**PROBLEM DESCRIPTION**
Output the material below in full, exactly as it is.

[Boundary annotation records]
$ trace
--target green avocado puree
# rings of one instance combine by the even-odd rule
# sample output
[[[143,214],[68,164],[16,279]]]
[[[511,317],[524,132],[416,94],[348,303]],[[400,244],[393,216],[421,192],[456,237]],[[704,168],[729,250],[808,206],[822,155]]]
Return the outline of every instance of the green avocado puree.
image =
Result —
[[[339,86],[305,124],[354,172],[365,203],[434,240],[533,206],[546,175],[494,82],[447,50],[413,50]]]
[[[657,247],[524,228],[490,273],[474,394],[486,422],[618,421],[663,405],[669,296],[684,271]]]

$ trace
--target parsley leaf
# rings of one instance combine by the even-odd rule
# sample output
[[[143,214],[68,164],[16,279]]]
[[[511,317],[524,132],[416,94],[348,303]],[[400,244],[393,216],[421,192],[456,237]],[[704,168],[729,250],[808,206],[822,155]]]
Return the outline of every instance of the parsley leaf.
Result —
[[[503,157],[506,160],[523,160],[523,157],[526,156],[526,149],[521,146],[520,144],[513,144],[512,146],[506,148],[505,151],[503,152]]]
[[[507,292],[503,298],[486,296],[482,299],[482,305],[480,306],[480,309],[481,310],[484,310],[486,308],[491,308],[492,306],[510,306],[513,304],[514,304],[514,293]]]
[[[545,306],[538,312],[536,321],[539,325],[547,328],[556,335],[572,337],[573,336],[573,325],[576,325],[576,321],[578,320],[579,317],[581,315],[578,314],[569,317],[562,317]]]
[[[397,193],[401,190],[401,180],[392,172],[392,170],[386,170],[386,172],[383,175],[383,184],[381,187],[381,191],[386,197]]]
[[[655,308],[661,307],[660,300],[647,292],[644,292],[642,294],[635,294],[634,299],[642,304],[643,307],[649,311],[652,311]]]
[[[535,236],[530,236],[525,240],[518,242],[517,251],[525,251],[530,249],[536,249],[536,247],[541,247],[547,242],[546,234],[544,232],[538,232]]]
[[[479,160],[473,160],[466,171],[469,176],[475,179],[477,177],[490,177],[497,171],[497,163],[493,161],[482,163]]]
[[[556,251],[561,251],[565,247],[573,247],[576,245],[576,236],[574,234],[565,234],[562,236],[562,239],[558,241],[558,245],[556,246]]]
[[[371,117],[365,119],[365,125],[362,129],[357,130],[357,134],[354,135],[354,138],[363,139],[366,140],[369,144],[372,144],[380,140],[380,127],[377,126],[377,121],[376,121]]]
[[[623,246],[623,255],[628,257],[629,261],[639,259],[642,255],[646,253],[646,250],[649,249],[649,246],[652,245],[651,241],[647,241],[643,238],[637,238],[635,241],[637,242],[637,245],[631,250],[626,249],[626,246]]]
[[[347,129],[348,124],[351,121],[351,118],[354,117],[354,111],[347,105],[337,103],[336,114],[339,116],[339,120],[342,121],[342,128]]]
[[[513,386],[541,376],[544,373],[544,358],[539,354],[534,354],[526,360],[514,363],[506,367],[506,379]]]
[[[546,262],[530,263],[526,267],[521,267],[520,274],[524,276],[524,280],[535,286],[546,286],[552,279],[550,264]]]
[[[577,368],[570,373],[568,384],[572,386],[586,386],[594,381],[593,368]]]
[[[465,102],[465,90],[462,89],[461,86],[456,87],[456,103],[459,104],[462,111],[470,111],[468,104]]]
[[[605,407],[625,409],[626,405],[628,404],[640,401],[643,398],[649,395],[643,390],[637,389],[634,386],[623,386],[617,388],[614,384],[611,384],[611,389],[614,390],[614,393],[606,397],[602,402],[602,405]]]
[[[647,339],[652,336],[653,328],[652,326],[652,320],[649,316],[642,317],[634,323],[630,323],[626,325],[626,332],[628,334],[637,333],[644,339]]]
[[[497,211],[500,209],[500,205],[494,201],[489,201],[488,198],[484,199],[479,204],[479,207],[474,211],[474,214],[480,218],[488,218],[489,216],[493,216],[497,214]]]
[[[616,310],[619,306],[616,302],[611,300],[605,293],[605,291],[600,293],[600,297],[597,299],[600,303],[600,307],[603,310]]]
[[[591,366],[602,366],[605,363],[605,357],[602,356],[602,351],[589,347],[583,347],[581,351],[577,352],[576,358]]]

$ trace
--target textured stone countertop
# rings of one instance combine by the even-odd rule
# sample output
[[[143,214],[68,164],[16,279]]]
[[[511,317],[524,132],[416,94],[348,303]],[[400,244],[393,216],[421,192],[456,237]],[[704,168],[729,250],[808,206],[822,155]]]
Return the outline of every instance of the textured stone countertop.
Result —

**CORRECT RESULT**
$ trace
--target green avocado puree
# rings of one instance combine by the even-odd rule
# sample output
[[[143,214],[68,164],[16,279]]]
[[[511,317],[524,132],[416,94],[348,303]],[[400,244],[393,216],[421,192],[456,237]],[[704,168],[729,250],[808,206],[822,155]]]
Return the outline of every instance of the green avocado puree.
image =
Result —
[[[339,86],[305,124],[354,172],[365,203],[434,240],[533,206],[546,175],[494,82],[447,50],[413,50]]]
[[[657,247],[524,228],[490,273],[474,394],[486,422],[618,421],[663,405],[669,296],[684,271]]]

$ trace
--target parsley leaf
# rings of one instance combine by the even-odd rule
# sample output
[[[143,214],[68,164],[16,279]]]
[[[511,317],[524,132],[416,94],[348,303]],[[400,244],[393,216],[421,192],[456,237]],[[704,168],[729,250],[808,206],[822,155]]]
Return the outline of every instance of the parsley leaf.
Result —
[[[503,157],[506,160],[523,160],[523,157],[526,156],[526,149],[521,146],[520,144],[513,144],[512,146],[506,148],[505,151],[503,152]]]
[[[507,292],[503,298],[486,296],[482,299],[482,305],[480,306],[480,309],[481,310],[484,310],[486,308],[491,308],[492,306],[510,306],[513,304],[514,304],[514,293]]]
[[[545,306],[538,312],[536,321],[539,325],[547,328],[556,335],[572,337],[573,336],[573,325],[576,325],[576,321],[578,320],[579,317],[581,315],[578,314],[569,317],[562,317]]]
[[[397,193],[401,190],[401,180],[392,172],[392,170],[386,170],[386,172],[383,175],[383,184],[381,187],[381,191],[386,197]]]
[[[655,308],[661,307],[660,300],[647,292],[644,292],[642,294],[635,294],[634,299],[642,304],[643,307],[649,311],[652,311]]]
[[[535,236],[530,236],[525,240],[518,242],[517,251],[525,251],[530,249],[536,249],[536,247],[541,247],[547,242],[546,234],[544,232],[538,232]]]
[[[479,160],[473,160],[466,171],[469,176],[475,179],[477,177],[490,177],[497,171],[497,163],[493,161],[482,163]]]
[[[556,251],[561,251],[565,247],[573,247],[576,245],[576,236],[574,234],[565,234],[562,236],[562,239],[558,241],[558,245],[556,246]]]
[[[371,117],[365,119],[365,125],[362,129],[357,130],[357,134],[354,135],[354,138],[363,139],[366,140],[369,144],[372,144],[380,140],[380,127],[377,126],[377,121],[376,121]]]
[[[623,246],[623,255],[628,257],[629,261],[639,259],[642,255],[646,253],[646,250],[649,249],[649,246],[652,245],[651,241],[647,241],[643,238],[637,238],[635,241],[637,242],[637,245],[631,250],[626,249],[626,246]]]
[[[347,129],[348,124],[351,121],[351,118],[354,117],[354,111],[347,105],[337,103],[336,114],[339,116],[339,120],[342,121],[342,128]]]
[[[513,386],[541,376],[544,373],[544,358],[539,354],[534,354],[526,360],[514,363],[506,367],[506,379]]]
[[[546,262],[530,263],[526,267],[521,267],[520,274],[524,276],[524,280],[535,286],[546,286],[552,279],[550,264]]]
[[[577,368],[570,373],[568,384],[572,386],[586,386],[594,381],[593,368]]]
[[[465,102],[465,90],[462,89],[461,86],[456,87],[456,103],[459,104],[462,111],[470,111],[468,104]]]
[[[605,407],[625,409],[626,405],[628,404],[640,401],[643,398],[649,395],[643,390],[637,389],[634,386],[623,386],[617,388],[614,384],[611,384],[611,389],[614,390],[614,393],[606,397],[602,402],[602,405]]]
[[[647,339],[652,336],[653,328],[652,326],[652,320],[649,316],[642,317],[634,323],[630,323],[626,325],[626,332],[628,334],[637,333],[644,339]]]
[[[497,211],[500,209],[500,205],[494,201],[489,201],[488,198],[484,199],[479,204],[479,207],[474,211],[474,214],[480,218],[488,218],[489,216],[493,216],[497,214]]]
[[[616,310],[619,306],[616,302],[611,300],[605,293],[605,291],[600,293],[600,297],[597,299],[600,303],[600,307],[603,310]]]
[[[591,366],[602,366],[605,363],[605,357],[602,356],[602,351],[589,347],[583,347],[581,351],[577,352],[576,358]]]

$ trace
--target textured stone countertop
# rings of one instance combine by the even-odd rule
# sample output
[[[143,214],[68,164],[16,279]]]
[[[511,317],[524,132],[416,94],[348,303]],[[400,244],[393,216],[421,192],[456,237]],[[704,168],[729,250],[808,206],[822,155]]]
Return the outline of every instance of the textured stone countertop.
Result —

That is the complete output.